### 小問 A
下のすべてのレコードについて、「industrial building facade」を「factory facade」に置き換え、それ以外は変えずに書き直すこと。画像は回答に含めないこと。

はじめに
天孫降臨【てんそんこうりん】は、天照大御神の孫である瓊瓊杵尊【ニニギノミコト】が、高天原から地上に降り立ち、地上世界を治めるために派遣される物語である。この天孫降臨によって、天皇家の祖神が天照大御神であることを示す特別な物語となっている。
高千穂神社は、この日本神話の天孫降臨と深い関係がある。瓊瓊杵尊が降臨した場所(天孫降臨の地)として、高千穂の地が知られている。そして、高千穂神社は、この天孫降臨の地に建てられた神社であると伝えられている。高千穂神社は、天岩戸神社から車で約15分ほど離れた場所に位置している。
天孫降臨
葦原中津国の統治権を得ると高天原の神々は天孫・ニニギを日向の高千穂に降臨させる(天孫降臨)。
高千穂峰(標高1,574m)は、その秀麗な山容から霊峰の印象を人々に与える。天孫降臨の神話が生まれて当然の山々の姿は、わが国最初の国立公園として指定されている(1934年)。
記紀にも、葦原中国【あしはらのなかつくに】を平定した後に、瓊瓊杵尊【ニニギノミコト】が三種の神器を授けられ、神々を率いて降臨したと書かれている。
瓊瓊杵尊は、天照大御神【アマテラスオオミカミ】の孫に当たる神であることから「天孫」と呼ばれる。
瓊瓊杵尊が降臨したとされる場所が、 古事記には「筑紫の日向の高千穂のくじふるたけ」と記されている。
一方、 日本書紀には「日向の襲の高千穂の峰」、「日向のくじひの高千穂の峰」、 「日向の襲の高千穂くじひ二上峰」、あるいは「日向の襲の高千穂そほりの山峰」と記されている。

### 演習用レコード

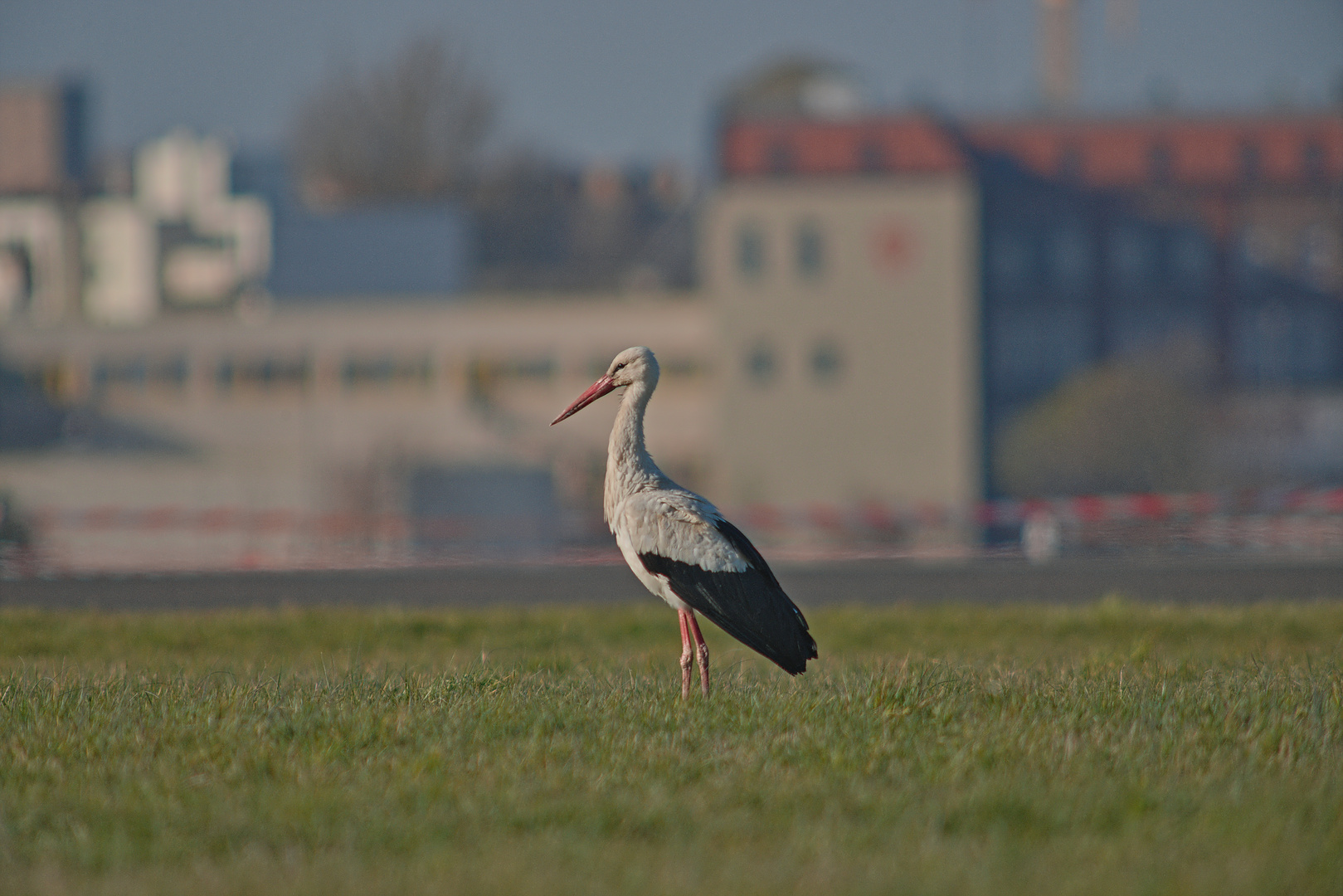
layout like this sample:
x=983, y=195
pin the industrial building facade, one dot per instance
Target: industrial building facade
x=1052, y=247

### 小問 B
天孫降臨についての本文を、「記紀にも、葦原中国【あしはら」から「じふるたけ」と記されている。」まで、一字も変えずに書き写すこと。

### 解答 A
layout like this sample:
x=983, y=195
pin the factory facade, one dot per instance
Target: factory facade
x=1052, y=247

### 解答 B
記紀にも、葦原中国【あしはらのなかつくに】を平定した後に、瓊瓊杵尊【ニニギノミコト】が三種の神器を授けられ、神々を率いて降臨したと書かれている。
瓊瓊杵尊は、天照大御神【アマテラスオオミカミ】の孫に当たる神であることから「天孫」と呼ばれる。
瓊瓊杵尊が降臨したとされる場所が、 古事記には「筑紫の日向の高千穂のくじふるたけ」と記されている。